+++ RECORDED DATA +++
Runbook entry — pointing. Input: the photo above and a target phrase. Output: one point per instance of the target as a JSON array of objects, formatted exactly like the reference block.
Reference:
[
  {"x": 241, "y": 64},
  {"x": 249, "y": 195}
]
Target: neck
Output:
+++
WHAT YOU NEED TO DO: Would you give the material above again, complete and exact?

SOLUTION TO THE PROBLEM:
Runbook entry — pointing. Input: the photo above and a target phrase. Output: one point per instance of the target as a JSON array of objects, formatted exactly like the reference block.
Reference:
[
  {"x": 241, "y": 64},
  {"x": 249, "y": 195}
]
Target: neck
Output:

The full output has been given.